▶ **Task prompt**: Repeat exactly the lines that run from the one containing "Where can you spot the whole" to the end of the data, and leave out all others.

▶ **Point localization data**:
● ● ●
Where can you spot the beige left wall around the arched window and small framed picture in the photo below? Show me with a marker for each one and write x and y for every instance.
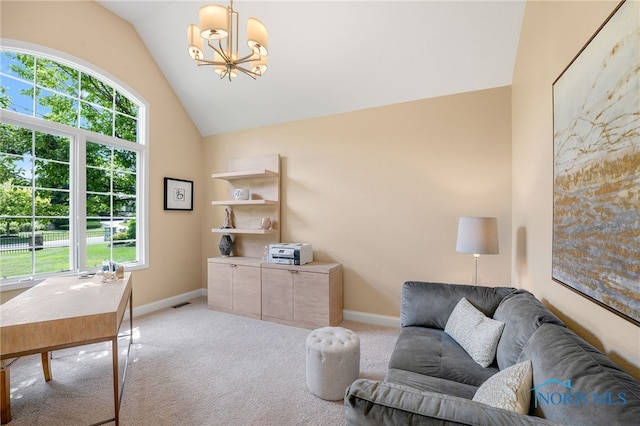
(88, 31)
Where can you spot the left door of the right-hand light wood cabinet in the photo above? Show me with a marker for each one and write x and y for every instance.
(277, 294)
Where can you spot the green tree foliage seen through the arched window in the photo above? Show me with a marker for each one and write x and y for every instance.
(35, 159)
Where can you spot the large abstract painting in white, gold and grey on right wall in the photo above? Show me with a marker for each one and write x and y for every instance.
(596, 182)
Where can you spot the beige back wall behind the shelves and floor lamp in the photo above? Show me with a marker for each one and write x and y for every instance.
(380, 190)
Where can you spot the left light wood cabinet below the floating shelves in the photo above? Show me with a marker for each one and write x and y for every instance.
(234, 286)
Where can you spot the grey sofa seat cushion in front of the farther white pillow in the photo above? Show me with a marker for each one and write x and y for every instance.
(433, 352)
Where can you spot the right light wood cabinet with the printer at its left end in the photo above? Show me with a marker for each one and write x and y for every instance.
(306, 296)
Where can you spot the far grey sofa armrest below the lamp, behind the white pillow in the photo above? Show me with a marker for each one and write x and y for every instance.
(425, 304)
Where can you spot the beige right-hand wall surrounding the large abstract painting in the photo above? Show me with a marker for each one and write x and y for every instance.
(551, 37)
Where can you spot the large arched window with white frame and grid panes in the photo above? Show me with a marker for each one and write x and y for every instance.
(73, 168)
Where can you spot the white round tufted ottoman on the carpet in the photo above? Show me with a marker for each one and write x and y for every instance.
(333, 361)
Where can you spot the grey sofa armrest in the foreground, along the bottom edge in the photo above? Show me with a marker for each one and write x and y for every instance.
(370, 402)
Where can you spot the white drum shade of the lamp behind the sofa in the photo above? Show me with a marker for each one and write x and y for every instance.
(477, 235)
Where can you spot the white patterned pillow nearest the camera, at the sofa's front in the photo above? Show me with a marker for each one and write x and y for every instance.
(509, 389)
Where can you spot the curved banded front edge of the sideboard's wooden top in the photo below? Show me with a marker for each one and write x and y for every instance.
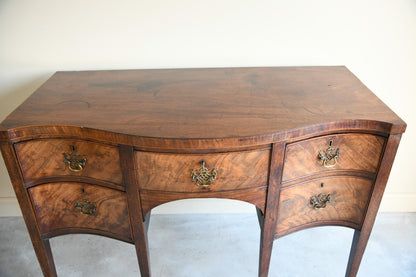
(206, 145)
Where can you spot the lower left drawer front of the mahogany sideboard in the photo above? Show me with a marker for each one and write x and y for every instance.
(82, 207)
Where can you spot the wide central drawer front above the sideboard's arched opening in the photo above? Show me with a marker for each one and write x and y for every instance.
(173, 172)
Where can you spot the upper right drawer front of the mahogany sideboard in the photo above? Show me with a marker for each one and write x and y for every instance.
(347, 152)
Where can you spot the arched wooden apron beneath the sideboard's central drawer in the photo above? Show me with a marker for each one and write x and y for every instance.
(151, 199)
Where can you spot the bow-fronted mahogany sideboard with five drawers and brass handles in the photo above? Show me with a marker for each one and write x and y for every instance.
(94, 151)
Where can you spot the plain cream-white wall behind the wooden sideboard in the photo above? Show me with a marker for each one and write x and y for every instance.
(376, 40)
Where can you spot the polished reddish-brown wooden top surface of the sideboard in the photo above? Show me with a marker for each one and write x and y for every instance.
(202, 103)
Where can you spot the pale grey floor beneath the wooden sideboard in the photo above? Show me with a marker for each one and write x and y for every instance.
(217, 245)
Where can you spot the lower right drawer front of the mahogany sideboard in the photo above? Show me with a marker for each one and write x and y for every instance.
(308, 203)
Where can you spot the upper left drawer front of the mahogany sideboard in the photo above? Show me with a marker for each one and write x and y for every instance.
(45, 158)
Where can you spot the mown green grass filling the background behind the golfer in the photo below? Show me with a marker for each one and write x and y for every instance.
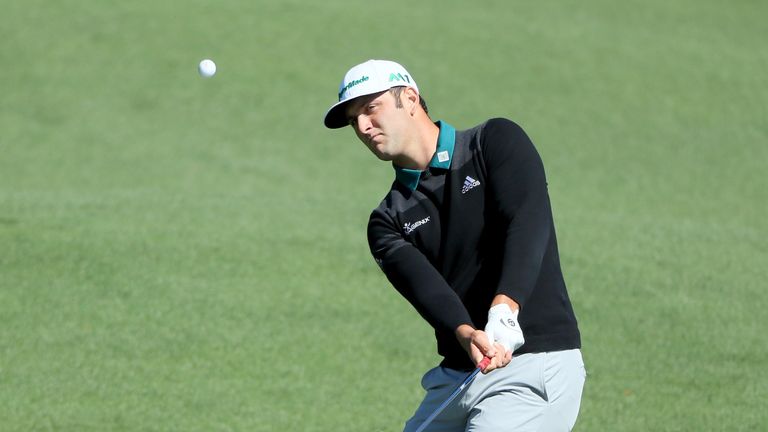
(180, 254)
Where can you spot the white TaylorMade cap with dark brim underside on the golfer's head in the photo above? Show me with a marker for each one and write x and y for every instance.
(366, 78)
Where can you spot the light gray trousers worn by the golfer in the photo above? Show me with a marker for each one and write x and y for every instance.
(535, 392)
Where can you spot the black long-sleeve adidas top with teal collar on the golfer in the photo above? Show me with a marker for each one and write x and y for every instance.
(477, 223)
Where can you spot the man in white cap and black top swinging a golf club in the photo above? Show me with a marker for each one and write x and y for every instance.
(466, 235)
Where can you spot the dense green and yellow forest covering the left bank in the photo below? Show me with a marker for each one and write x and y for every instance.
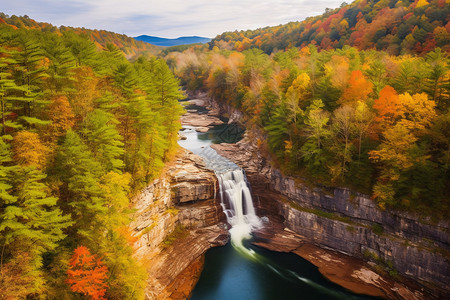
(82, 129)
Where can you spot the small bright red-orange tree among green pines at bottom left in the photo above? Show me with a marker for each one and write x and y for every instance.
(87, 274)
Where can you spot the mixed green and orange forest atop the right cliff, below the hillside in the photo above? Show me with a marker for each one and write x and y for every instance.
(365, 119)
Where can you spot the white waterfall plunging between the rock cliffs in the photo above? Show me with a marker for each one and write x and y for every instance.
(237, 203)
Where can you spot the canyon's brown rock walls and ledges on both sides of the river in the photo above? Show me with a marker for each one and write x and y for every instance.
(354, 243)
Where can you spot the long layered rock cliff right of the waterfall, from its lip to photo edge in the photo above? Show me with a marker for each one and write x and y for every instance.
(348, 222)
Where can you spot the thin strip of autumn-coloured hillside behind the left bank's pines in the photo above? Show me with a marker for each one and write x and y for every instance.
(129, 46)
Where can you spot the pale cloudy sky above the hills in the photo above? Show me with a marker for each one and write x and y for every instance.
(168, 18)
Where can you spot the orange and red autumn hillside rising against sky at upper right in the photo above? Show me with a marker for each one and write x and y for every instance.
(397, 27)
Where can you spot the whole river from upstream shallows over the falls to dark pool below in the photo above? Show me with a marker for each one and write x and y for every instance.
(241, 270)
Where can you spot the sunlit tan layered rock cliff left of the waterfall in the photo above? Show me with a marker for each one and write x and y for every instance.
(177, 220)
● ● ●
▶ **Task answer**:
Where can you spot the whole river from upstream shallows over the falls to dark pool below in the photo above? Show me with a marker for each one and write x and y for every instance.
(241, 270)
Where can you spot the sunlit tan layered rock cliff left of the waterfall in the photo above? Show me with a marker for each one and write x and y for every instance.
(177, 220)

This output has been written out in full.